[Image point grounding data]
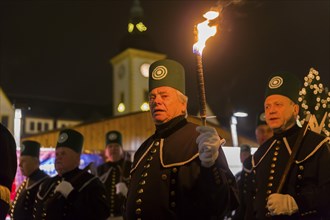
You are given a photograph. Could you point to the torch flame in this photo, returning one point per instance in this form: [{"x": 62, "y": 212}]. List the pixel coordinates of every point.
[{"x": 204, "y": 31}]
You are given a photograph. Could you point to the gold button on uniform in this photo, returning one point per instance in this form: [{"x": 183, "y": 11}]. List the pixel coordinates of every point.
[
  {"x": 164, "y": 177},
  {"x": 138, "y": 211}
]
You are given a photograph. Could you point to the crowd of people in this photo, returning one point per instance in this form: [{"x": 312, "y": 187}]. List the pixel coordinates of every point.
[{"x": 180, "y": 171}]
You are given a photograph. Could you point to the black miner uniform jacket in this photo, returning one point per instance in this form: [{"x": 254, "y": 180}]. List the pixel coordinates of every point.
[
  {"x": 168, "y": 182},
  {"x": 87, "y": 201},
  {"x": 8, "y": 166},
  {"x": 111, "y": 173},
  {"x": 22, "y": 206},
  {"x": 308, "y": 181}
]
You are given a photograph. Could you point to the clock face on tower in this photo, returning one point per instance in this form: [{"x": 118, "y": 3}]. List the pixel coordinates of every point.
[{"x": 144, "y": 69}]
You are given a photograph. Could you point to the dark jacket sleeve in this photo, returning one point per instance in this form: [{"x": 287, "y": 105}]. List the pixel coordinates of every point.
[{"x": 314, "y": 198}]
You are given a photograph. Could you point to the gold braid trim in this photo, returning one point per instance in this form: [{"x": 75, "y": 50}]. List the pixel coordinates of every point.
[{"x": 4, "y": 194}]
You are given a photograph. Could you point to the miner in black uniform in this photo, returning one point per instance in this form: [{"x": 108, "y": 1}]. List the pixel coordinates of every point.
[
  {"x": 8, "y": 166},
  {"x": 23, "y": 204},
  {"x": 263, "y": 132},
  {"x": 180, "y": 172},
  {"x": 73, "y": 194},
  {"x": 306, "y": 192},
  {"x": 114, "y": 173}
]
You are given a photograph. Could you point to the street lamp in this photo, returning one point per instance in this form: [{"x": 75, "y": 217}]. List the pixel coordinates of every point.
[{"x": 233, "y": 126}]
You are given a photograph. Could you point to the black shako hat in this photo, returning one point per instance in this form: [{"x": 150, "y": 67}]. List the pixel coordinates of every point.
[
  {"x": 285, "y": 84},
  {"x": 113, "y": 137},
  {"x": 71, "y": 139},
  {"x": 261, "y": 119},
  {"x": 167, "y": 73},
  {"x": 30, "y": 148},
  {"x": 245, "y": 148}
]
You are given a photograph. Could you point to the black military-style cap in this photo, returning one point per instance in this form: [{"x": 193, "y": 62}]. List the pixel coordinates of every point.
[
  {"x": 167, "y": 73},
  {"x": 113, "y": 137},
  {"x": 245, "y": 148},
  {"x": 30, "y": 148},
  {"x": 285, "y": 84},
  {"x": 71, "y": 139}
]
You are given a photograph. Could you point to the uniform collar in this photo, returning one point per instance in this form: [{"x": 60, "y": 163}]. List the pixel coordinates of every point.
[
  {"x": 287, "y": 133},
  {"x": 168, "y": 128}
]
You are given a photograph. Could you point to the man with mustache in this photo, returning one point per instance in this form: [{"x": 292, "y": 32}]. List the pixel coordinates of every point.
[
  {"x": 114, "y": 173},
  {"x": 74, "y": 193},
  {"x": 306, "y": 192},
  {"x": 180, "y": 172}
]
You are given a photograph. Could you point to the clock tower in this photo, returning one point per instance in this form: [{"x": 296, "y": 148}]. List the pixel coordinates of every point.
[{"x": 131, "y": 66}]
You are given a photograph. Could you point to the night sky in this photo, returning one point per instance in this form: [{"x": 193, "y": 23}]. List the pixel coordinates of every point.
[{"x": 60, "y": 50}]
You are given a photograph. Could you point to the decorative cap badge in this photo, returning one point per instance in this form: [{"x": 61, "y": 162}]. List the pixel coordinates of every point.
[
  {"x": 262, "y": 117},
  {"x": 113, "y": 136},
  {"x": 62, "y": 138},
  {"x": 159, "y": 73},
  {"x": 275, "y": 82}
]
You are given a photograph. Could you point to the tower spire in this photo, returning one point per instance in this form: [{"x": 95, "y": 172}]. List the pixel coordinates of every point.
[{"x": 137, "y": 35}]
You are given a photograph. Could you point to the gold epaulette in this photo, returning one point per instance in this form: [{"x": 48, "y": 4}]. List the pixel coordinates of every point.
[{"x": 4, "y": 194}]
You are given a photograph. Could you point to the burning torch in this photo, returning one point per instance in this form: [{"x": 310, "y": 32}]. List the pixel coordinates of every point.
[{"x": 202, "y": 32}]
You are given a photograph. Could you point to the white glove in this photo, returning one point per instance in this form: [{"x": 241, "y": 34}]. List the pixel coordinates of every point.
[
  {"x": 208, "y": 145},
  {"x": 279, "y": 204},
  {"x": 64, "y": 188},
  {"x": 121, "y": 188}
]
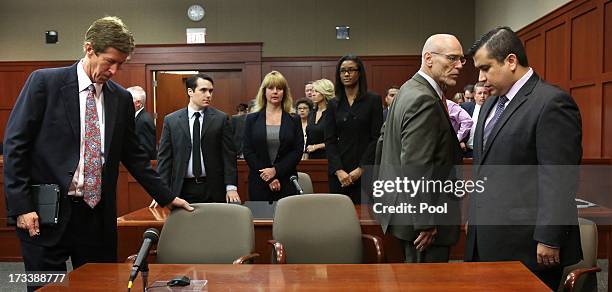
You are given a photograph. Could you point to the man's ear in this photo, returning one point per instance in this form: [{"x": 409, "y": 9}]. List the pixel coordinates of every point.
[{"x": 428, "y": 58}]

Prompt:
Produce an exact copy of only those lines that run from the line with "You are given a photograph. Could you point to the white" to the final line of the records, including both; exclude images.

The answer:
You are given a photograph. Could you point to the white glove in this photo, returning one point per instance in this form: [{"x": 241, "y": 34}]. List the pixel coordinates of every point.
[
  {"x": 208, "y": 145},
  {"x": 279, "y": 204},
  {"x": 64, "y": 188},
  {"x": 121, "y": 188}
]
You are given a photograph. Could you point to the man's ear in this photo, returning one point per instance in this form: [{"x": 409, "y": 9}]. List the pixel coordinates of every point.
[{"x": 428, "y": 58}]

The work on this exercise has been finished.